Entries shown »
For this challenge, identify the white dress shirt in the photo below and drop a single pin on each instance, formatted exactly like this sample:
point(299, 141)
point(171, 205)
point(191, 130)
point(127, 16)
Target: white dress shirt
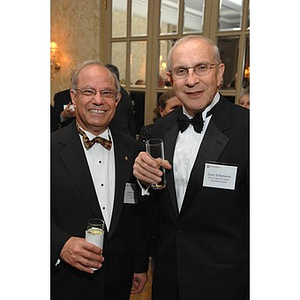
point(186, 150)
point(102, 167)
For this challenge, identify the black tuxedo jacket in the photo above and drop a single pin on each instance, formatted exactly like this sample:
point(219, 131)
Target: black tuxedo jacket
point(74, 200)
point(203, 251)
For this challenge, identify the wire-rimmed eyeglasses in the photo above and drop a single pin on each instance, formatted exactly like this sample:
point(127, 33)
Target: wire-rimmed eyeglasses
point(89, 92)
point(200, 69)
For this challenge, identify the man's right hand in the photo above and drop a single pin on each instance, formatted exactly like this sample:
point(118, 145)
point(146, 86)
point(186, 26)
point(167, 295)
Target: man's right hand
point(146, 168)
point(81, 254)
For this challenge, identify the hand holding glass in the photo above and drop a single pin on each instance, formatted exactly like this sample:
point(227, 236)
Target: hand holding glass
point(95, 233)
point(155, 147)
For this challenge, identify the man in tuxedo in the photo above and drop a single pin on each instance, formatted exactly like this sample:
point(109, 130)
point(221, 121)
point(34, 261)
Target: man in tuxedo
point(202, 249)
point(93, 179)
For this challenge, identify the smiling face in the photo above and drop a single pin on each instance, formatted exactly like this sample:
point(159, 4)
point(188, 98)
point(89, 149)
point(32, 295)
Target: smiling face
point(94, 113)
point(194, 91)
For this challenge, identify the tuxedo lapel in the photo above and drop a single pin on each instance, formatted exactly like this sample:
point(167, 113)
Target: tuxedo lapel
point(169, 144)
point(212, 146)
point(123, 165)
point(72, 154)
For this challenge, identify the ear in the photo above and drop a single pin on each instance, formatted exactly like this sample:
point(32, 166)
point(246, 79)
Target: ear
point(118, 98)
point(220, 74)
point(170, 78)
point(73, 97)
point(161, 112)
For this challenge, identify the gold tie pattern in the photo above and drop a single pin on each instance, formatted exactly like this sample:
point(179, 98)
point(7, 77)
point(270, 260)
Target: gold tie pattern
point(89, 143)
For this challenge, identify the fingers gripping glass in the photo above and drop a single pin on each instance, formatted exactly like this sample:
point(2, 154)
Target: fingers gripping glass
point(200, 69)
point(91, 92)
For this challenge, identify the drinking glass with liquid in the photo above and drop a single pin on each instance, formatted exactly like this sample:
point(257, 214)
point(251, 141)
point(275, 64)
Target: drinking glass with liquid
point(155, 147)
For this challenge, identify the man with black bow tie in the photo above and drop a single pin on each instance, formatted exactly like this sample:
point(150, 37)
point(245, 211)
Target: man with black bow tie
point(203, 240)
point(91, 177)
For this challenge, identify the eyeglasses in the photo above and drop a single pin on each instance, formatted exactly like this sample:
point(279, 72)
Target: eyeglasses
point(200, 69)
point(89, 92)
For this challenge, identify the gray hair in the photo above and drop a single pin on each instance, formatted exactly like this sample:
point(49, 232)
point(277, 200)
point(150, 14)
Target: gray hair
point(245, 91)
point(89, 63)
point(194, 37)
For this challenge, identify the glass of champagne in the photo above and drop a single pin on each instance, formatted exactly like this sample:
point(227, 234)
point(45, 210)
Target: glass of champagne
point(155, 147)
point(95, 233)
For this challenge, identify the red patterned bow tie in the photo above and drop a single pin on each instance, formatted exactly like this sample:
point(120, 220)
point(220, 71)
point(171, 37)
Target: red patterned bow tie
point(89, 143)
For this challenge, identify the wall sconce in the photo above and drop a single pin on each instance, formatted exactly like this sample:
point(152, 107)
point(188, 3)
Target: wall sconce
point(55, 65)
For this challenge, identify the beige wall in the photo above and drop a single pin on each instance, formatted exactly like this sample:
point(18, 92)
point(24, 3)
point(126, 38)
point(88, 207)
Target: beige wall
point(75, 27)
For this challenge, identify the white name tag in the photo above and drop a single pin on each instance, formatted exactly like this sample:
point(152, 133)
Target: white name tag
point(220, 176)
point(129, 195)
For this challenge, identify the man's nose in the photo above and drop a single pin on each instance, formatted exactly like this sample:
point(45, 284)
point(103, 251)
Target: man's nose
point(98, 98)
point(192, 78)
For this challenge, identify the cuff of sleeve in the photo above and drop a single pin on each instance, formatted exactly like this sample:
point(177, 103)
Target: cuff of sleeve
point(144, 191)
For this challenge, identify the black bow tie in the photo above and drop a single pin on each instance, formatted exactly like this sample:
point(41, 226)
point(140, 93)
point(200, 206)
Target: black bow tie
point(196, 121)
point(184, 122)
point(88, 144)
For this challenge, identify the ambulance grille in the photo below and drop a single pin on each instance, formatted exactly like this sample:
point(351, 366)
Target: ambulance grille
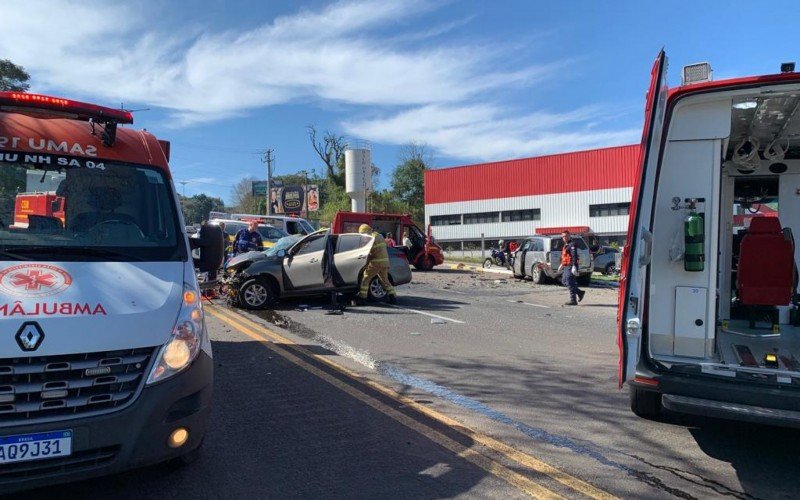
point(58, 387)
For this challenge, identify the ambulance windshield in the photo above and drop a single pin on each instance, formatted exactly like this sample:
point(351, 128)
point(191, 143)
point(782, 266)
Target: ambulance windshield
point(85, 210)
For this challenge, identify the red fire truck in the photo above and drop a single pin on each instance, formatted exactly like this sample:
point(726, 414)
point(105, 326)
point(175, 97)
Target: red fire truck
point(29, 206)
point(423, 253)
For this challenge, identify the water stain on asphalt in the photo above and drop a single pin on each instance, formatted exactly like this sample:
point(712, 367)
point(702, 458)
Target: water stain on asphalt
point(592, 450)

Stated problem »
Reproduce all of the rows above word for word, leaving out the pictures.

Exercise response »
For this challenge, identify the white dress shirt in the photo below and drop a single pin on each instance, formatted exactly like this sample:
point(299, 141)
point(171, 205)
point(191, 130)
point(127, 16)
Target: white dress shirt
point(186, 150)
point(102, 167)
For this challenge, identify the black tuxedo jacket in the photo above and drop a single pin on each instance, formatted exactly like this sample:
point(219, 131)
Target: black tuxedo jacket
point(74, 200)
point(203, 251)
For this challenge, identify the wire-rimmed eyeglasses in the photo above and drop a single pin on each instance, formatted exactly like this sample:
point(127, 33)
Target: wire-rimmed eyeglasses
point(89, 92)
point(200, 69)
For this challenge, identify the man's right hand in the photo above and drop a single pin on each instance, formatted exactly like this sample:
point(118, 145)
point(146, 86)
point(186, 26)
point(167, 295)
Target: man's right hand
point(146, 168)
point(81, 254)
For this challenge, identify the hand holding glass in the photo above and drop a single pin on each instance, formatted exactly like this sample:
point(227, 236)
Target: hand holding glass
point(95, 233)
point(155, 147)
For this challenge, identify the man in tuxedo in the photo above and drop a single pin on each instance, formatted exactly like this sample:
point(109, 130)
point(221, 121)
point(34, 261)
Target: man in tuxedo
point(202, 249)
point(93, 179)
For this challenge, identify the smiling face in the photo above and drop a single pin on each instance, formatted exactly like this sample:
point(159, 4)
point(188, 98)
point(89, 149)
point(32, 295)
Target: smiling face
point(94, 113)
point(194, 91)
For this challenge, identify the tuxedo lapel in the photo above and drop a single pin on each instance, formatted exactly like this sample:
point(167, 113)
Target: tuxedo lapel
point(169, 144)
point(212, 146)
point(123, 165)
point(72, 154)
For this challenge, identify the ear in the photo above and drop a single pin on each instance, formatted exactly like this sample:
point(32, 166)
point(246, 79)
Target: ear
point(118, 98)
point(220, 74)
point(170, 78)
point(73, 97)
point(161, 112)
For this challenge, identify the gold tie pattern in the photo above and drop a single pin on each instance, formatted exactly like this sample:
point(179, 98)
point(7, 77)
point(270, 260)
Target: gold tie pattern
point(89, 143)
For this challenge, identify the fingers gripping glass in the photo above and drop a single pin on each instance, formatted exactly like this sample:
point(2, 154)
Target: fingers gripping glass
point(200, 69)
point(91, 92)
For this challenge, identify the drinking glass with liquid in the photo above and drop a single pin on each instance, formatted exactly like this sample:
point(257, 214)
point(251, 141)
point(275, 64)
Target: drinking glass with liquid
point(155, 147)
For this challenge, identify the man with black bow tie in the photo above and drop a single pin on each instance, formatted exactly like this sample:
point(150, 37)
point(245, 211)
Target: man with black bow tie
point(203, 240)
point(91, 177)
For this challenge, identify the eyeglasses in the photo above and drop a single pin on each instance, formatted exactly like this sample:
point(279, 72)
Target: eyeglasses
point(200, 69)
point(89, 92)
For this challenge, identify the gray hair in the photo above and drop a single pin on each instance, formatted exactly like this sample:
point(49, 232)
point(277, 200)
point(150, 14)
Target: gray hair
point(245, 91)
point(89, 63)
point(194, 37)
For this challenge, identify the glass of champagne in the photo above and drop a single pin on each instance, formatted exactly like this sample:
point(227, 234)
point(45, 210)
Target: glass of champagne
point(155, 147)
point(95, 233)
For this challenge, identify the red patterned bow tie in the photo above and drop a single pin on each instance, formatted exactly like this sample:
point(120, 220)
point(220, 71)
point(171, 37)
Target: red patterned bow tie
point(89, 143)
For this challenge, identify the wall sconce in the photo above and drop a single pin on each instance, formatted exactly like this sample:
point(152, 107)
point(188, 3)
Target: wall sconce
point(55, 65)
For this challenge, identify the beige wall in the photo above and drop a single pin on each instance, formatted exactly like this sample:
point(18, 92)
point(24, 3)
point(126, 38)
point(88, 207)
Target: beige wall
point(75, 27)
For this challenge, identify the white name tag in the photo above and drop a single pin on each instance, formatted exactly like this sample:
point(152, 133)
Target: white name tag
point(220, 176)
point(129, 195)
For this challenge, identify the man's nose in the photo above and drop a single pin on each instance, formatted exactly like this sample:
point(45, 284)
point(103, 251)
Target: man's nose
point(98, 98)
point(192, 78)
For this challenge, identify the cuff of sleeve in the photo above and drop a single pin on each instance, formatted exactly like this sample:
point(177, 103)
Target: cuff of sleeve
point(144, 191)
For this challenge, identify the black bow tie in the photo above and drop a single pin on each instance, formatted exactly like this sample:
point(41, 226)
point(140, 93)
point(200, 206)
Target: black bow tie
point(196, 121)
point(184, 122)
point(88, 144)
For this challenge, identify the ambulance grille in the photo below and drop a single pin on each instance, formatted exactly like this sample:
point(351, 366)
Target: ambulance grille
point(58, 387)
For this challenge, identify the ambulance windshield in the photo above and drop a single pin on each instance, formatted exactly like this sample:
point(351, 128)
point(191, 143)
point(782, 266)
Target: ambulance windshield
point(85, 210)
For this challenge, identify the red fire truck in the photo above and drop a single pin on each instance, formatted exactly like this sample:
point(726, 414)
point(105, 326)
point(175, 97)
Target: red fire truck
point(29, 206)
point(423, 253)
For this challenge, identify the water stain on asphalt in the photo above and drop a single pin on each instance, formatted exactly like this sample:
point(712, 367)
point(702, 458)
Target: water stain on asphalt
point(592, 450)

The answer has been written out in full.